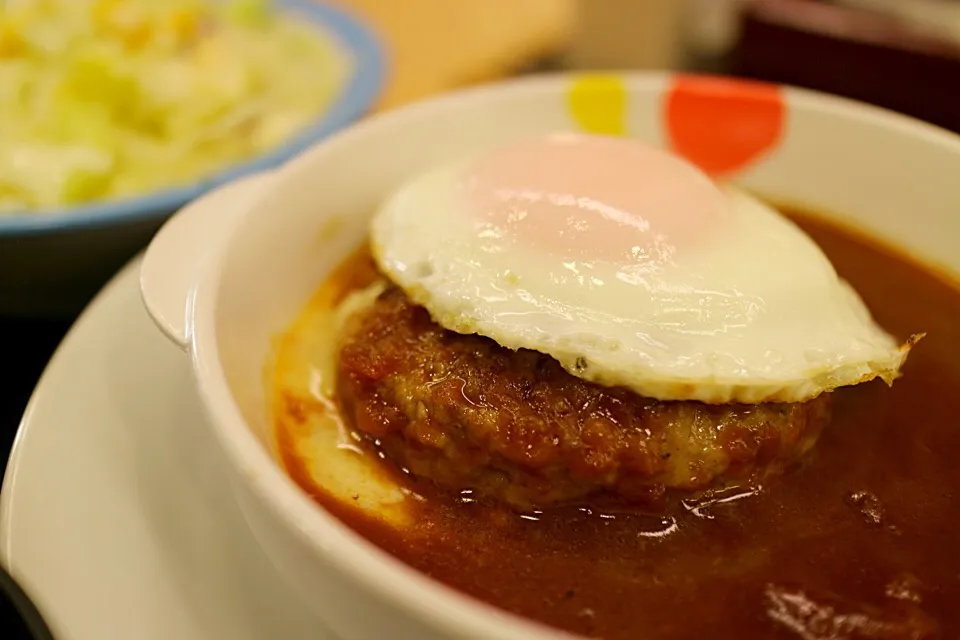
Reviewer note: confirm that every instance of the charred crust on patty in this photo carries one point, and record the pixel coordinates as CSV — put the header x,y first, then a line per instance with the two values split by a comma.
x,y
514,426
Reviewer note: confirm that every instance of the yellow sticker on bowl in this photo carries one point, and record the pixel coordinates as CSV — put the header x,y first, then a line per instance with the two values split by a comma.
x,y
598,103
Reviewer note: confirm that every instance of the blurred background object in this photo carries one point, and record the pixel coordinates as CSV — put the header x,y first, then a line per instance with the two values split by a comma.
x,y
627,34
438,45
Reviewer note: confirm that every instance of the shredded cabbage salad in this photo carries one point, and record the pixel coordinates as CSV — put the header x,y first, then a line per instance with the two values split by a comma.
x,y
103,99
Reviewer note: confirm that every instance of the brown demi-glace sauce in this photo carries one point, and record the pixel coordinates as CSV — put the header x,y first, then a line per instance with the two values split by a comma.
x,y
862,541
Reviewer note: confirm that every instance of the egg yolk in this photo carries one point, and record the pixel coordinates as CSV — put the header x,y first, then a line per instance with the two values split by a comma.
x,y
589,197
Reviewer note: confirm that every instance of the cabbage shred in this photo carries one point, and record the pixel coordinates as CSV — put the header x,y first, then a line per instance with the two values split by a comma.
x,y
103,99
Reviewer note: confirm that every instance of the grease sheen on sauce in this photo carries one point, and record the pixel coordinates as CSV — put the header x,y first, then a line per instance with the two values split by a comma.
x,y
859,542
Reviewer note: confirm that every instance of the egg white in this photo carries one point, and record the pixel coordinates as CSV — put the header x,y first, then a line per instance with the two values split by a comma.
x,y
754,313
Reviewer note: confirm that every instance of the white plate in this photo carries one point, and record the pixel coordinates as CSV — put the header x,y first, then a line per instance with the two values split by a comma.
x,y
109,516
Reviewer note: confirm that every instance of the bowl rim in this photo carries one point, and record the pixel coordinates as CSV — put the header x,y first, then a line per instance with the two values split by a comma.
x,y
357,40
347,553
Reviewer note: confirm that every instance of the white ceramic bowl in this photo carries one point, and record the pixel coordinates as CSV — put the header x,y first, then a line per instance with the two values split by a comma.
x,y
232,270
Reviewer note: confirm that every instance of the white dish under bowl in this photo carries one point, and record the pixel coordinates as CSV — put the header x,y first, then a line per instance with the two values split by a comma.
x,y
233,269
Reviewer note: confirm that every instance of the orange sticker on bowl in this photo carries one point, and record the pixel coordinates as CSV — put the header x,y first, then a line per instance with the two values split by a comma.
x,y
723,124
598,103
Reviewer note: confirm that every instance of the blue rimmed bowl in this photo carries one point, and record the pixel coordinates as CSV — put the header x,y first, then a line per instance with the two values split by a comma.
x,y
52,262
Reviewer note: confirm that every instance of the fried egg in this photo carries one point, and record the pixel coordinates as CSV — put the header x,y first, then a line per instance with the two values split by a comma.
x,y
632,268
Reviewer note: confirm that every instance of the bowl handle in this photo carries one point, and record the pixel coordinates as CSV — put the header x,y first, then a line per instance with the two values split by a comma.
x,y
179,252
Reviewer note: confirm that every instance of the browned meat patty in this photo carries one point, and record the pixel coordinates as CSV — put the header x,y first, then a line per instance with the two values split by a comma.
x,y
514,426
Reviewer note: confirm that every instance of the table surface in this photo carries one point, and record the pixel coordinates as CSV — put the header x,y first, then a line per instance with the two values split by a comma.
x,y
434,45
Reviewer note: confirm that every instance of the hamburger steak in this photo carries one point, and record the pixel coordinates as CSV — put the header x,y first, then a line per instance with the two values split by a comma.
x,y
514,426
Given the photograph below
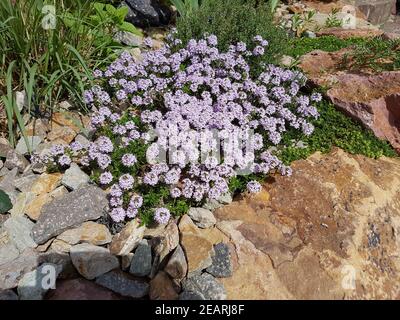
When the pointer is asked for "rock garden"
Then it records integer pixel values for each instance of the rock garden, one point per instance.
(199, 150)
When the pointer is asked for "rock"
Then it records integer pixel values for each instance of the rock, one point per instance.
(92, 261)
(19, 229)
(309, 34)
(80, 289)
(167, 241)
(12, 271)
(15, 160)
(128, 239)
(33, 142)
(198, 249)
(8, 253)
(177, 265)
(221, 263)
(191, 295)
(34, 209)
(24, 183)
(141, 261)
(349, 33)
(8, 295)
(128, 38)
(69, 211)
(376, 11)
(21, 202)
(74, 177)
(203, 218)
(161, 288)
(123, 284)
(145, 13)
(35, 284)
(206, 285)
(212, 204)
(46, 183)
(373, 101)
(90, 232)
(4, 149)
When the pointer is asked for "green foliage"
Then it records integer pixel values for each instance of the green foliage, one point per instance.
(5, 202)
(300, 46)
(333, 128)
(53, 64)
(233, 21)
(375, 54)
(185, 7)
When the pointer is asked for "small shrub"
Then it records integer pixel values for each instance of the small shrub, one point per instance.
(177, 100)
(234, 21)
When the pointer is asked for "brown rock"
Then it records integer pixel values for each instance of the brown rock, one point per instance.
(349, 33)
(162, 288)
(128, 239)
(80, 289)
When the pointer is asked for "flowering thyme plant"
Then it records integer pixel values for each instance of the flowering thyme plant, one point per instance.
(186, 109)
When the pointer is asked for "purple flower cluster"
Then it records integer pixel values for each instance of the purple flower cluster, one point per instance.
(204, 120)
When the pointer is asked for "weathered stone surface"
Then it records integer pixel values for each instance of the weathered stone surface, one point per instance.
(128, 239)
(33, 142)
(12, 271)
(141, 261)
(177, 265)
(87, 203)
(221, 263)
(8, 295)
(203, 218)
(373, 100)
(30, 286)
(46, 183)
(74, 177)
(349, 33)
(15, 160)
(19, 230)
(92, 261)
(162, 288)
(80, 289)
(198, 249)
(205, 284)
(90, 232)
(123, 284)
(191, 295)
(8, 252)
(337, 215)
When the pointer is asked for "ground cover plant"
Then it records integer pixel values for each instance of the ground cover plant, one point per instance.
(177, 99)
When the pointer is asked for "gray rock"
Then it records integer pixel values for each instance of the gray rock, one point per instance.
(177, 265)
(33, 142)
(206, 284)
(8, 252)
(74, 178)
(203, 218)
(25, 183)
(128, 39)
(19, 230)
(69, 211)
(191, 295)
(141, 261)
(124, 285)
(92, 261)
(11, 272)
(8, 295)
(34, 285)
(221, 262)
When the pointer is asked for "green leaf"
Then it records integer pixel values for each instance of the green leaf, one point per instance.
(5, 202)
(129, 27)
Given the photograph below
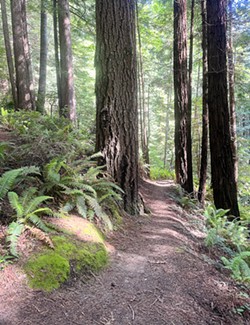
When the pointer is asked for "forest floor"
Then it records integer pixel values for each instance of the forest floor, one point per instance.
(160, 273)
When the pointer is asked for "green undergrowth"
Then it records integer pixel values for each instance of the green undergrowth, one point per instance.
(50, 268)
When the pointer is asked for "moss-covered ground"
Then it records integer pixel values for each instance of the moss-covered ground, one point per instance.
(50, 268)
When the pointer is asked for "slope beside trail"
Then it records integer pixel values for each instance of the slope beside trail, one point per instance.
(157, 276)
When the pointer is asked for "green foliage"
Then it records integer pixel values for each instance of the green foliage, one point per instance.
(49, 270)
(28, 210)
(83, 188)
(239, 266)
(157, 173)
(11, 178)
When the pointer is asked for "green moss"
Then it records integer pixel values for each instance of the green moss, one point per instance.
(51, 268)
(47, 271)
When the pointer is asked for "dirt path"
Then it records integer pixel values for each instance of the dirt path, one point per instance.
(157, 276)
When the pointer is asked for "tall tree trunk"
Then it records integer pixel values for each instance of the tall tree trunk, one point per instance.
(9, 53)
(25, 98)
(57, 60)
(116, 95)
(232, 108)
(68, 103)
(204, 145)
(222, 165)
(143, 106)
(189, 112)
(43, 58)
(183, 169)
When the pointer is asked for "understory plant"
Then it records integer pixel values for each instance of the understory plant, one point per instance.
(27, 210)
(233, 238)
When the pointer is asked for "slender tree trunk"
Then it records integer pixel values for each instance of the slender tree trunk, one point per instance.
(57, 60)
(189, 112)
(43, 58)
(25, 99)
(204, 145)
(68, 103)
(183, 169)
(222, 164)
(231, 88)
(167, 129)
(9, 53)
(116, 95)
(144, 115)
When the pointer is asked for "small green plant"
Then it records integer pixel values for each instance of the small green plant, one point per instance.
(27, 212)
(157, 173)
(239, 265)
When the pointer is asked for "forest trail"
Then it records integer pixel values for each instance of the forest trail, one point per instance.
(157, 276)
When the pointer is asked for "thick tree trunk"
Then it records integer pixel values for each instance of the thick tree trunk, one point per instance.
(143, 106)
(116, 95)
(68, 103)
(25, 99)
(232, 108)
(183, 168)
(43, 58)
(222, 165)
(9, 53)
(204, 145)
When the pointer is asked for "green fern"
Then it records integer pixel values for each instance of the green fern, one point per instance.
(15, 229)
(27, 210)
(238, 265)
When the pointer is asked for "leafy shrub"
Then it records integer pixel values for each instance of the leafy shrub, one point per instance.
(27, 208)
(157, 173)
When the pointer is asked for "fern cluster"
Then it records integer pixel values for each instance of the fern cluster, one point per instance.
(233, 238)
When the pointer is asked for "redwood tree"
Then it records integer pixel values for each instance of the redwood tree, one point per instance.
(24, 83)
(222, 164)
(183, 155)
(116, 94)
(8, 52)
(43, 58)
(67, 90)
(204, 144)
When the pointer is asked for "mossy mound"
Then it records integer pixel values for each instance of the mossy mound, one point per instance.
(49, 269)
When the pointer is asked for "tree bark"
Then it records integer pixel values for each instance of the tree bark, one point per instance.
(25, 98)
(116, 95)
(143, 106)
(204, 145)
(9, 53)
(222, 165)
(57, 60)
(68, 103)
(43, 58)
(183, 168)
(231, 83)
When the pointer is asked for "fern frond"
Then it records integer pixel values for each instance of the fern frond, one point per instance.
(37, 221)
(40, 235)
(16, 204)
(33, 204)
(8, 180)
(81, 206)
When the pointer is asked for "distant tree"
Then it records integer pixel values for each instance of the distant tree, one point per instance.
(9, 52)
(43, 58)
(24, 83)
(222, 164)
(183, 155)
(116, 94)
(67, 90)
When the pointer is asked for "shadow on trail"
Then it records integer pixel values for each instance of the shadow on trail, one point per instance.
(152, 279)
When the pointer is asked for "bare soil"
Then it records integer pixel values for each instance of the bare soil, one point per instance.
(158, 275)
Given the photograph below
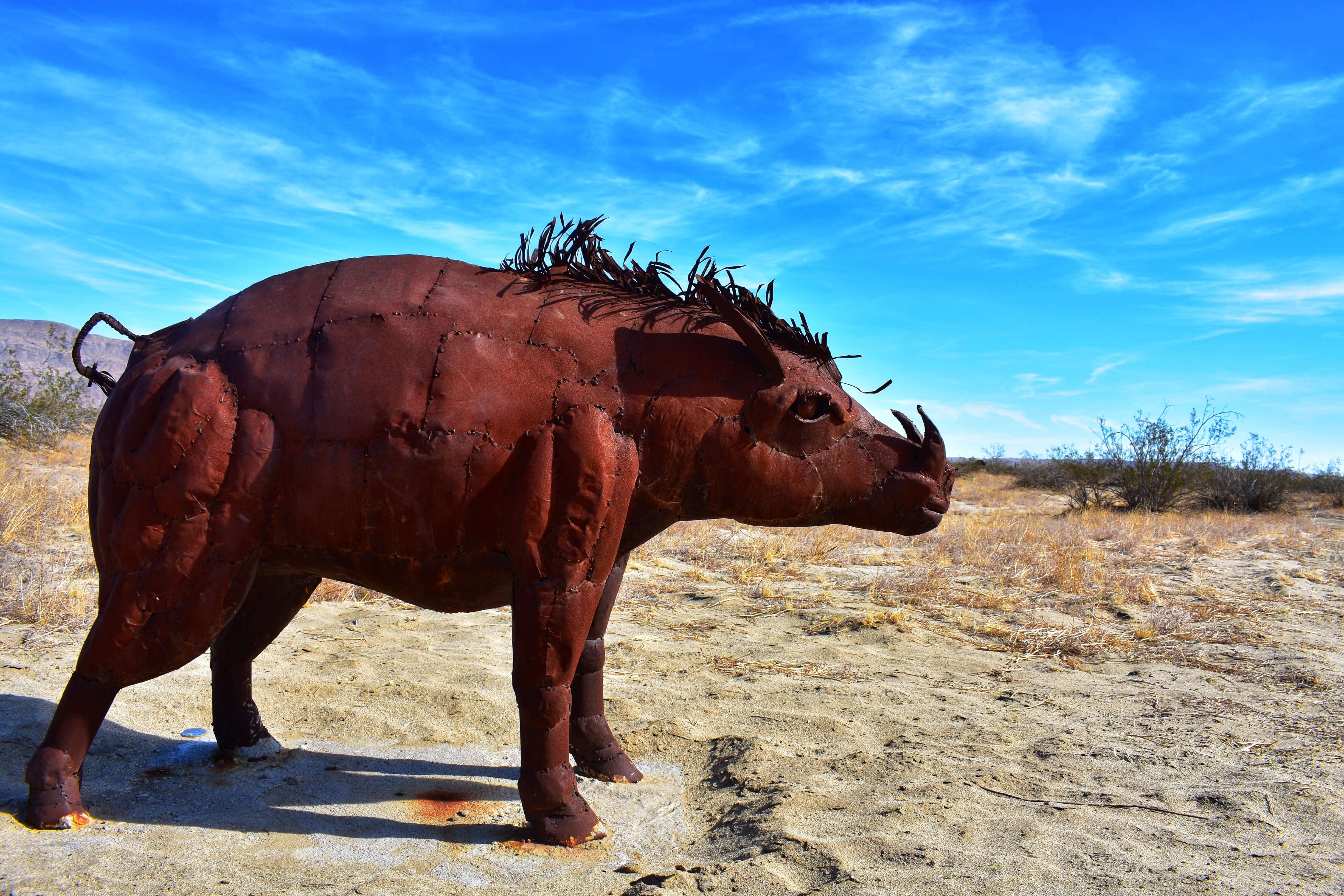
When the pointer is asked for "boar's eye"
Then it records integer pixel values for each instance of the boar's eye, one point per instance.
(811, 408)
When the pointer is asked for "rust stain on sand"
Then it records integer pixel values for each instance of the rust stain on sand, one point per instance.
(444, 805)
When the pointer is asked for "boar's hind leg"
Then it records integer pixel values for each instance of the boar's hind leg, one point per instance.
(181, 495)
(597, 753)
(271, 605)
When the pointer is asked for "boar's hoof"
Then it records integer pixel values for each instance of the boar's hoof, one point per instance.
(609, 763)
(264, 749)
(54, 793)
(570, 825)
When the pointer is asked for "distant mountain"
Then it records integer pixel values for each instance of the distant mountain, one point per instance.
(38, 344)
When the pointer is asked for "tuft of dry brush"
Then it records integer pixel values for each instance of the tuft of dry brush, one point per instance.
(46, 566)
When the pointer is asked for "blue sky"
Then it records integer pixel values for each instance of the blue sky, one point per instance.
(1027, 214)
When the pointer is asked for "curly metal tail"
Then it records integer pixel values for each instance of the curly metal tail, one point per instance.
(92, 373)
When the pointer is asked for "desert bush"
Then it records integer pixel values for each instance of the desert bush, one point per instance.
(1082, 478)
(1156, 465)
(38, 410)
(1260, 483)
(1328, 483)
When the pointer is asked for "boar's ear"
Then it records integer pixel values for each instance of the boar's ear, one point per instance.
(750, 335)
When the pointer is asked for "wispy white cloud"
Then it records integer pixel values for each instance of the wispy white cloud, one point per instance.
(1029, 383)
(1107, 367)
(1281, 199)
(1250, 111)
(1074, 422)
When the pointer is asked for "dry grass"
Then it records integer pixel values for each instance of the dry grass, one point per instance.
(1081, 586)
(46, 565)
(750, 665)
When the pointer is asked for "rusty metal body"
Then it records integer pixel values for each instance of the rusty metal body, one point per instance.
(459, 439)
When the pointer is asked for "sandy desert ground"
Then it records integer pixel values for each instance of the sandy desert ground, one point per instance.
(1023, 702)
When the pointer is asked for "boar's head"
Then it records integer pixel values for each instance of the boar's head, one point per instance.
(802, 452)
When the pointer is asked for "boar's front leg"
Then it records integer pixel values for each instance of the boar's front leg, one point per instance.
(597, 753)
(570, 495)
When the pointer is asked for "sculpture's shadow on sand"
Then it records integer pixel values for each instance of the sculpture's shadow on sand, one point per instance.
(147, 780)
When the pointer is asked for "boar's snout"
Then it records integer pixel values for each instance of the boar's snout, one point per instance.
(917, 490)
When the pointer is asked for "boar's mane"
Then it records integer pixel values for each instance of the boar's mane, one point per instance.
(573, 250)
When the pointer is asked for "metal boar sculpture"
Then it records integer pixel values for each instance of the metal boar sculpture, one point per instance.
(460, 439)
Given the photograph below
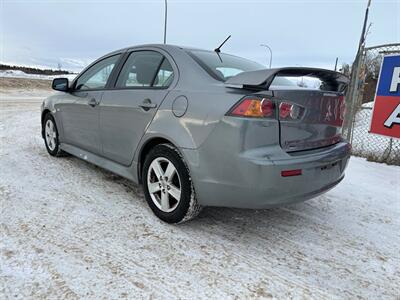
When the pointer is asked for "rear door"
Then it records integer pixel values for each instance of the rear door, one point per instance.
(80, 110)
(128, 108)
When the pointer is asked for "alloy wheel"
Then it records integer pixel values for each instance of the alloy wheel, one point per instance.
(164, 184)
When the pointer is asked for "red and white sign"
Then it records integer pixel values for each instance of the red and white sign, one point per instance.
(386, 113)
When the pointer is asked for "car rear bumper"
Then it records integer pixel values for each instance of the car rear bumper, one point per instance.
(252, 179)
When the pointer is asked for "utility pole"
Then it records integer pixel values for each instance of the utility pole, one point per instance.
(270, 51)
(352, 91)
(165, 21)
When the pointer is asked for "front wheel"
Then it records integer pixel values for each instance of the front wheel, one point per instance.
(168, 187)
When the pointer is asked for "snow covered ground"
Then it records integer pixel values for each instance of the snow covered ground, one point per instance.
(21, 74)
(71, 230)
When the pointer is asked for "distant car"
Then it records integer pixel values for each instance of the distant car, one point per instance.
(201, 128)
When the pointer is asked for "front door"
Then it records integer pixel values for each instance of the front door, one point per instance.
(80, 108)
(126, 110)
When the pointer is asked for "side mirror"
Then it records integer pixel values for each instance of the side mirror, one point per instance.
(60, 84)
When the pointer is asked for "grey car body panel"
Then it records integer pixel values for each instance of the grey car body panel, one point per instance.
(233, 161)
(239, 168)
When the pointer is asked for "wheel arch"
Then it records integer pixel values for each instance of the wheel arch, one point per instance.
(145, 149)
(44, 113)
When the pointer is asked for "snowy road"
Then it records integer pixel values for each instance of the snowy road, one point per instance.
(70, 230)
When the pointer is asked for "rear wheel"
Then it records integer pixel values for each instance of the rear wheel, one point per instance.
(51, 136)
(168, 187)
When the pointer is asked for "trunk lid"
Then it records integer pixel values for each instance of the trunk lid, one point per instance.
(317, 122)
(308, 118)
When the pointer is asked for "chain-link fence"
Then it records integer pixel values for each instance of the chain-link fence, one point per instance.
(360, 96)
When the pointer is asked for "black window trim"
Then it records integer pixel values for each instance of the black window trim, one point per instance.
(109, 80)
(151, 87)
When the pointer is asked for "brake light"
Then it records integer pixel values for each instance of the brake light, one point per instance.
(254, 107)
(288, 111)
(284, 110)
(342, 108)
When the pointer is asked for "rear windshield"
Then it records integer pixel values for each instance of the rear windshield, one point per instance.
(223, 66)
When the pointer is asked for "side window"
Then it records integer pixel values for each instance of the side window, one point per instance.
(97, 75)
(165, 74)
(141, 70)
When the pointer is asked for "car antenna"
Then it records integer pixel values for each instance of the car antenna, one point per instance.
(218, 50)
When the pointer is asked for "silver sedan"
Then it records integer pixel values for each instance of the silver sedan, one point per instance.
(202, 128)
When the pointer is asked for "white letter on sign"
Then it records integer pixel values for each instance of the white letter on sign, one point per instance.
(395, 79)
(393, 118)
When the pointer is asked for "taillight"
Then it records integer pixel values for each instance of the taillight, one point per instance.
(289, 111)
(254, 107)
(342, 108)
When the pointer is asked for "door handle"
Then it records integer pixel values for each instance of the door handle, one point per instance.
(146, 104)
(92, 102)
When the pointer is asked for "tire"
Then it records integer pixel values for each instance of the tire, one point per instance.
(51, 136)
(156, 191)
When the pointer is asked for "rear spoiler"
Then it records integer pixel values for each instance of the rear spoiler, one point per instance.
(262, 79)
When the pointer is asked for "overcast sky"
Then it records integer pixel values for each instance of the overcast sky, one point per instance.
(300, 33)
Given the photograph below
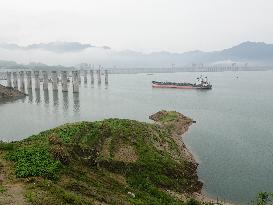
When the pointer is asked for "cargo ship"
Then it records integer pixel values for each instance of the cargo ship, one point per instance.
(201, 83)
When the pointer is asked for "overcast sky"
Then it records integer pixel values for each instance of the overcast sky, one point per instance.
(141, 25)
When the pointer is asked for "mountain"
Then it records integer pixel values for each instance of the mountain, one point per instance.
(250, 51)
(74, 53)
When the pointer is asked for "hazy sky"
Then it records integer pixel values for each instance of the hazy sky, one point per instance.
(141, 25)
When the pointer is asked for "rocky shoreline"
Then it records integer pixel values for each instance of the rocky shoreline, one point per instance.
(178, 124)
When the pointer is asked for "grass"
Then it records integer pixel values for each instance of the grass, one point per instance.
(66, 166)
(170, 116)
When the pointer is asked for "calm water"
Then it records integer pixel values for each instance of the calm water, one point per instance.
(232, 139)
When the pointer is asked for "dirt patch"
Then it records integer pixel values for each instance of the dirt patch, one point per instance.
(126, 153)
(177, 124)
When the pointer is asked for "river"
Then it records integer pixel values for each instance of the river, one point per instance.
(232, 139)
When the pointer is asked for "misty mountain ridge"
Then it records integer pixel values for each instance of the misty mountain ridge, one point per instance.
(52, 46)
(74, 53)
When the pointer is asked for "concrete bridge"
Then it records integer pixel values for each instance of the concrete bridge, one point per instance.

*****

What this task involves: Report every line of the records that contains the word "white", copying each such line in full. Case counts.

The solution:
Reviewer note: confirm that every instance of the egg white in this photo carries one point, and record the pixel coordinates as CSV — put the header x,y first, then a line per instance with the two values split by a comma.
Reviewer note: confirm that every instance of the white plate in this photo carries one point, and record the pixel coordinates as CSV — put the header x,y first, then a line per instance with the two values split by a comma.
Reviewer note: confirm that every instance of the white ceramic bowl in this photo carries one point, and record the pixel coordinates as CSV — put the header x,y first, then a line per instance with the two values split by a comma.
Reviewer note: confirm that every instance of the white dish under bowl in this photo carries one point, and record the pixel coordinates as CSV — put the header x,y first, then a line per instance with the two values split by a comma.
When the pointer is asked for "wispy white cloud"
Then it records integer pixel values for each instance of the wispy white cloud, one point per instance.
When the pointer is asked for "red and white sign"
Then it records integer pixel values for each instance of the red and white sign, one point per instance.
When the pointer is asked for "white letter on sign"
Then it records integer pixel values for each instance of the white letter on sign, one point per instance.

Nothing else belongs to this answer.